| Short exercise |
Update the listing below so that "innermost point" reads "center point" everywhere, keeping all other text the same. Leave out the pictures.

| Input material |
----

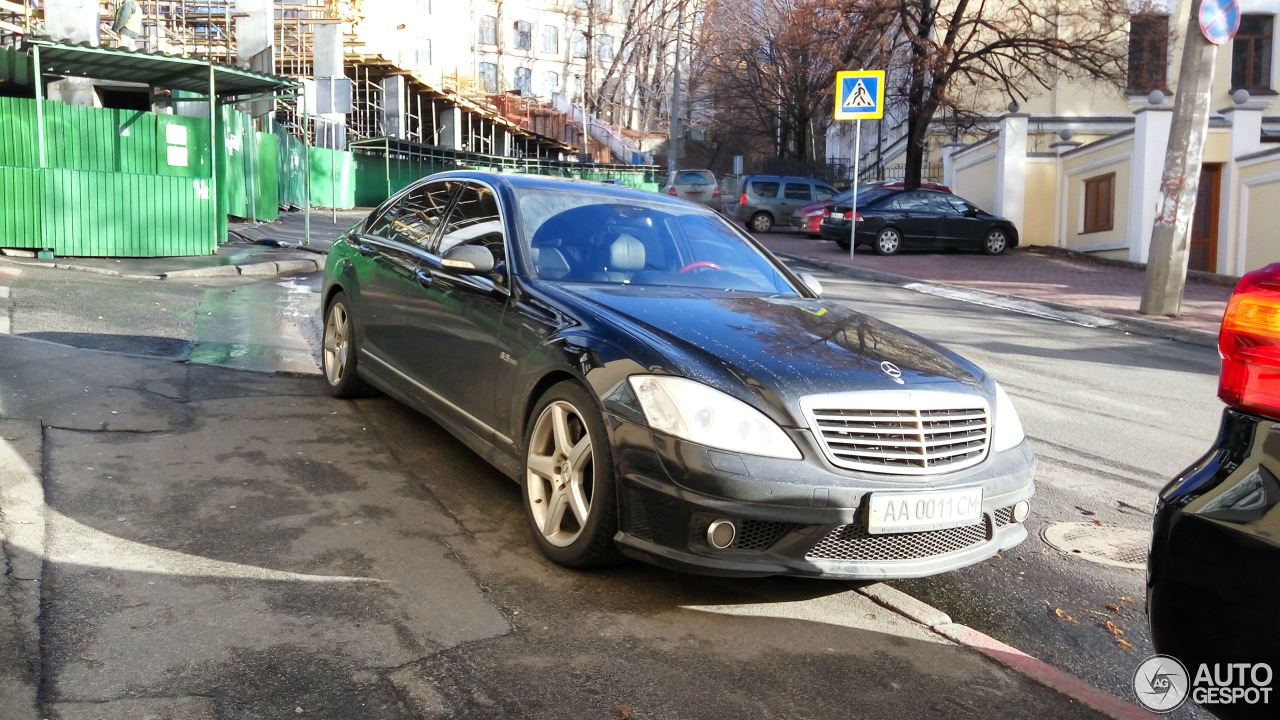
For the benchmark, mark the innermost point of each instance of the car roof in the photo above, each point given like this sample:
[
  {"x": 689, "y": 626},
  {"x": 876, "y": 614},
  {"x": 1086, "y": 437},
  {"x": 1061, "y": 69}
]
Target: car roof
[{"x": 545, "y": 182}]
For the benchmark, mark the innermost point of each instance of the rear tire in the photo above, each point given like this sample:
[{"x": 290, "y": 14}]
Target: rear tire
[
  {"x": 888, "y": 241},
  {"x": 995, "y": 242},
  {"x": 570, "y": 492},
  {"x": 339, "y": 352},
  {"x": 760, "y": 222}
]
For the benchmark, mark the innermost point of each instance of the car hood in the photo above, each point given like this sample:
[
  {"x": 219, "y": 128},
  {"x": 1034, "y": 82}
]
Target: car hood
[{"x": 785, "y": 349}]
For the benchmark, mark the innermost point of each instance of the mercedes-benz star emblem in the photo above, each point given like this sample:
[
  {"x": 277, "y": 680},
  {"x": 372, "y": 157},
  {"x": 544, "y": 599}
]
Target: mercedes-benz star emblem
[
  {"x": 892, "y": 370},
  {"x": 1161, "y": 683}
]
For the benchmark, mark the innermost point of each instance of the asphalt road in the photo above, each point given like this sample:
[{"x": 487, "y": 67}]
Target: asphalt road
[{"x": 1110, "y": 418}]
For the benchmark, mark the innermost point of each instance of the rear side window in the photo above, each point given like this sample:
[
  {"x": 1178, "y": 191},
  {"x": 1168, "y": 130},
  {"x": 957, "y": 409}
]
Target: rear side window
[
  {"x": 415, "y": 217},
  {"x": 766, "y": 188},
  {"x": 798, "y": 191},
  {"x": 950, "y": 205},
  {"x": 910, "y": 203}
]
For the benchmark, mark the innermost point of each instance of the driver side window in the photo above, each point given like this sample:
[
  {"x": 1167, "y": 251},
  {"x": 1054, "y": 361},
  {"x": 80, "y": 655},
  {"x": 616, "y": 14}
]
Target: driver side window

----

| Solution to this task |
For the benchmark, mark the center point of each instance of the car roof in the photo above, each point given like this sample:
[
  {"x": 689, "y": 626},
  {"x": 876, "y": 614},
  {"x": 1086, "y": 437},
  {"x": 1061, "y": 69}
]
Target: car roof
[{"x": 545, "y": 182}]
For the benchmark, mark the center point of each instance of the rear tire in the photo above, each point given like this sample:
[{"x": 290, "y": 14}]
Target: rear tire
[
  {"x": 888, "y": 241},
  {"x": 995, "y": 242},
  {"x": 570, "y": 492},
  {"x": 339, "y": 352},
  {"x": 760, "y": 222}
]
For the benchmark, mark the center point of each instance of the car hood in the photo above, each point given like this sample:
[
  {"x": 219, "y": 128},
  {"x": 1034, "y": 82}
]
Target: car hood
[{"x": 785, "y": 349}]
For the benchmark, mark the center point of each instance of the mercedes-benz star emblem in the photo above, each point given like this sample:
[
  {"x": 277, "y": 680},
  {"x": 372, "y": 157},
  {"x": 544, "y": 599}
]
Target: mercedes-benz star emblem
[
  {"x": 892, "y": 370},
  {"x": 1161, "y": 683}
]
For the benchmark, mark the center point of each instance of the asphalt road in the photo above, each point given like this sample:
[{"x": 487, "y": 67}]
Target: asphalt road
[{"x": 1110, "y": 418}]
For the benchmark, mark the center point of each instance of the rear side window in the photo above, each point given like this sample:
[
  {"x": 1178, "y": 191},
  {"x": 1168, "y": 130},
  {"x": 957, "y": 409}
]
Target: rear side window
[
  {"x": 415, "y": 217},
  {"x": 766, "y": 188},
  {"x": 798, "y": 191},
  {"x": 950, "y": 205},
  {"x": 910, "y": 203}
]
For the benchmark, mark the center point of each instance of the driver side window in the photo above, each point given like this sample:
[
  {"x": 1167, "y": 251},
  {"x": 1054, "y": 361},
  {"x": 80, "y": 655},
  {"x": 616, "y": 14}
]
Target: driver side window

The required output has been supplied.